On Sun, 19 Jul 2009 14:34:12 +0100, Roland Perry
wrote:

In message , at 14:15:56 on
Sun, 19 Jul 2009, Recliner remarked:
There *is* an underlying technical issue, in that out-of-area codes
don't scale, because they involve running wires from one exchange to
the other.


Surely it's all done with software now? In any case, the exchanges are
now connected by high bandwidth glass, not copper wire.


The software switches calls within the exchange, but they have to get
there first.

I'm not sure if it does any more. ISTR the exchange "owning" the
number now rejects the call and instructs the originating exchange
where to send it (all done in milliseconds) BICBW. The older version
on some exchanges required use of a directory number at the exchange
actually serving the subscriber to which calls were silently diverted
by the exchange which "owned" the number; IIRC that became unneccesary
once everything was replaced by System X or newer.

§ **Entries provided**
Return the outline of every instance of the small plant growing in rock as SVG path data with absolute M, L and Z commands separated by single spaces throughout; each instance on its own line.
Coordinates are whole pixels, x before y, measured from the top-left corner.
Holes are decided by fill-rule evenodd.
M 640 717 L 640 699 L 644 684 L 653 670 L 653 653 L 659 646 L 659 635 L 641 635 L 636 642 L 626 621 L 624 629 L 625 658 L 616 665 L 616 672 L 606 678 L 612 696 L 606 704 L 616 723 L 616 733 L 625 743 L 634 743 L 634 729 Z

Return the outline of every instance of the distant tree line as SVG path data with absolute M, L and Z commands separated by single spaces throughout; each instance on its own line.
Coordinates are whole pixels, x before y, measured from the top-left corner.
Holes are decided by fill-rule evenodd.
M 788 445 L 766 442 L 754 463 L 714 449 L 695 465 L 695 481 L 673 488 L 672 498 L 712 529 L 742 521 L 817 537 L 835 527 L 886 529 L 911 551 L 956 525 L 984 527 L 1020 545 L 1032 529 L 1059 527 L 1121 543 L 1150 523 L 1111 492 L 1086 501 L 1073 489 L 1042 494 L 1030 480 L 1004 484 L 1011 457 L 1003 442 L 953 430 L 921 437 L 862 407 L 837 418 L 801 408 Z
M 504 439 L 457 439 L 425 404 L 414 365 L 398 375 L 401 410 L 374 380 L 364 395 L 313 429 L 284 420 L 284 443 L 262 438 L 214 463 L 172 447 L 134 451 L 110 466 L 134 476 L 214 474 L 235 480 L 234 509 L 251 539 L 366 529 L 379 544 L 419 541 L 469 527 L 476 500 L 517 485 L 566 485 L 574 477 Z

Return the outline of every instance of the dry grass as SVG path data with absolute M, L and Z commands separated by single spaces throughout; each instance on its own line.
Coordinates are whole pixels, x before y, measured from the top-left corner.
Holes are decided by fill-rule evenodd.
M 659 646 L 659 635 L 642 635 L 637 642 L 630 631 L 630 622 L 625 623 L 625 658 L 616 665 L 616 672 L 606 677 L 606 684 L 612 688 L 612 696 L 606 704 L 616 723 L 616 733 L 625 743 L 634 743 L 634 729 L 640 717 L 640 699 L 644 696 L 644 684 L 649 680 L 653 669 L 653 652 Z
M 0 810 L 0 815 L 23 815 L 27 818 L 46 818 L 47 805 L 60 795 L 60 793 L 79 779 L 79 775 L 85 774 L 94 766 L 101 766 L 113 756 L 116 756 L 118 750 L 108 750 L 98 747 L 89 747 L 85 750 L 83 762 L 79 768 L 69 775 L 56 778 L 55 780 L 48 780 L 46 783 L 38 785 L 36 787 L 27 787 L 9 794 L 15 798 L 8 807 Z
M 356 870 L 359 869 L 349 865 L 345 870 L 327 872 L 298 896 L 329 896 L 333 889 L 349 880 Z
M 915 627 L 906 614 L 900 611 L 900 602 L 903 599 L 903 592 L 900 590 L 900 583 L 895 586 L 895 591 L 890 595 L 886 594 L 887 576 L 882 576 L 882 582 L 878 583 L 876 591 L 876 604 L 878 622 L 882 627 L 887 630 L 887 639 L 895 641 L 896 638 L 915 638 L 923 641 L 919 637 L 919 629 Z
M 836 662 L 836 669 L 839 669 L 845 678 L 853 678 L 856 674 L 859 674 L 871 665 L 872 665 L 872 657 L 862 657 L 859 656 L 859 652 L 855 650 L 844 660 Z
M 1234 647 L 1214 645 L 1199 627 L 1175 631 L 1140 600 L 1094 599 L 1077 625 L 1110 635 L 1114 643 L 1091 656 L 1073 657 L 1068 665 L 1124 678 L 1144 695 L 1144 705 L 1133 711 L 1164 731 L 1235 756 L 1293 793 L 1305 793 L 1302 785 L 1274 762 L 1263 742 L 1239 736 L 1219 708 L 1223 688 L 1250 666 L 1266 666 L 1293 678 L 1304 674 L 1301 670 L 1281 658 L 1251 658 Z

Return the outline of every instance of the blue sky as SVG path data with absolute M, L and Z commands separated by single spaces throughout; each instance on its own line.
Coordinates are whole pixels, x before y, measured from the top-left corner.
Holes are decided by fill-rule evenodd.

§ **To be done**
[a] List every all-capital abbreviation in the telephone exchange discussion.
[b] Carry the telephone exchange discussion forward from its last sentence.
The items come from a separate source.

§ **Answers below**
[a] ISTR, BICBW, IIRC

[b]
The originating exchange can only send to the receiving
exchange specified by the code (there won't be an "exception routing
table" for the out-of-area numbers). And that exchange then has to
deliver the call to a distant POTs line.

ITYF that like 0345, 0845 etc. it can deliver to a "numberless"
circuit.

That latter connection might
well be done by a MUX at both ends and fibre in between, but that too
doesn't scale very well, and isn't inherently cheaper than a leased line
between those two points.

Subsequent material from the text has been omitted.